• Brief 1: Reproduce the passage of the ChromBERT fine-tuning documentation starting with "--warmup-ratio" and going on through "trainable. Default is 0.".
• Brief 2: Carry on the ChromBERT prompt-enhanced fine-tuning documentation from its final line onward.

Prompt-enhanced

This script allows you to fine-tune ChromBERT by adding extra information as prompts. You can include things like cell-type features or DNA sequence patterns to help the model make better predictions. The model uses these prompts as additional clues when analyzing genomic data.

python ft_prompt_enhanced.py [OPTIONS] --prompt-kind KIND \
    --train TRAIN_PATH \
    --valid VALID_PATH \
    --test TEST_PATH

# use cache file for acceleration
python ft_prompt_enhanced.py [OPTIONS] \
    --prompt-kind KIND  \
    --prompt-regulator-cache-file CACHE_PATH1 \
    --prompt-celltype-cache-file CACHE_PATH2 \
    --train TRAIN_PATH \
    --valid VALID_PATH \
    --test TEST_PATH

Options

--lr

Learning rate. Default is 1e-4.

--warmup-ratio

Warmup ratio. Default is 0.1.

--grad-samples

Number of gradient samples. Automatically scaled according to the batch size and GPU number. Default is 512.

--pretrain-trainable

Number of pretrained layers to be trainable. Default is 0.

--max-epochs

Number of epochs to train. Default is 10.

--tag

Tag of the trainer, used for grouping logged results. Default is default.

--limit-val-batches

Number of batches to use for each validation. Default is 64.

• Available data:
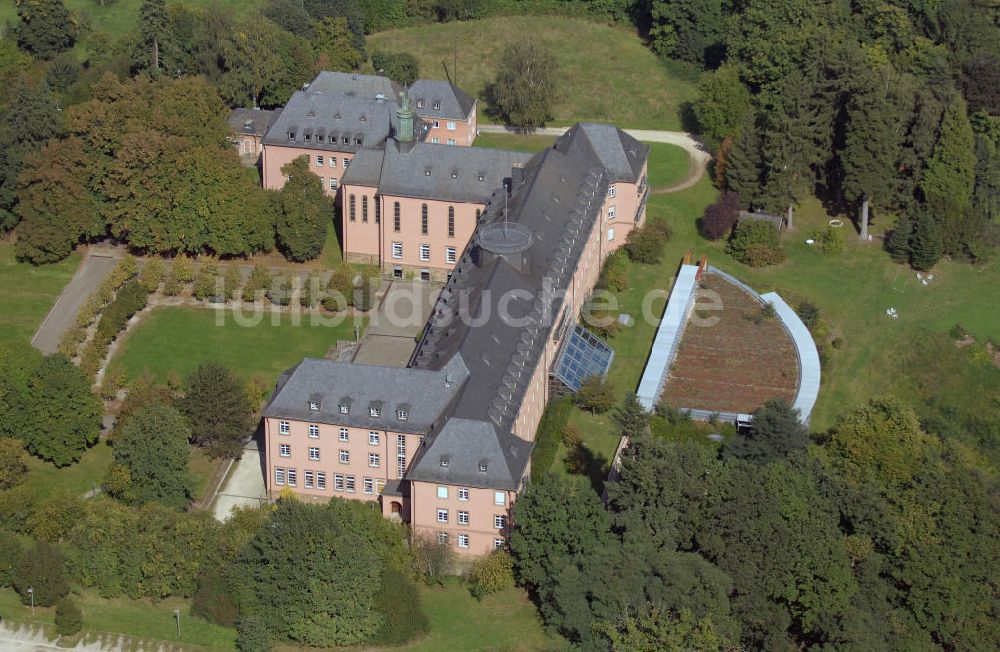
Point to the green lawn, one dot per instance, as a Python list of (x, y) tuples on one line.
[(47, 481), (606, 73), (27, 293), (179, 339), (880, 356), (504, 621), (142, 619)]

• Response 1:
--warmup-ratio

Warmup ratio. Default is 0.1.

--grad-samples

Number of gradient samples. Automatically scaled according to the batch size and GPU number. Default is 512.

--pretrain-trainable

Number of pretrained layers to be trainable. Default is 0.

• Response 2:
--val-check-interval

Validation check interval. Default is 64.

--name

Name of the trainer. Default is chrombert-ft-prompt-enhanced.

--save-top-k

Save top k checkpoints. Default is 3.

--checkpoint-metric

Checkpoint metric. Default is bce.

--checkpoint-mode

Checkpoint mode. Default is min.

--log-every-n-steps

Log every n steps. Default is 50.

--kind

Kind of the task. Choose from classification, regression, or zero_inflation. Default is classification.

--loss

Loss function. Default is focal.

--train

Path to the training data. This option is required.

--valid

Path to the validation data. This option is required.

--test

Path to the test data. This option is required.

--batch-size

Batch size. Default is 8. It’s suggested to set a larger number to accelerate training here.

--num-workers

Number of workers. Default is 4.

--basedir

Path to the base directory. Default is set to the value of os.path.expanduser("~/.cache/chrombert/data").

-g, --genome

Genome version. For example, hg38 or mm10. Only hg38 is supported now. Default is hg38.

-k, --ckpt

Path to the checkpoints used to initialize the model. Optional. Defualt is the pretrain checkpoint provided in the base directory.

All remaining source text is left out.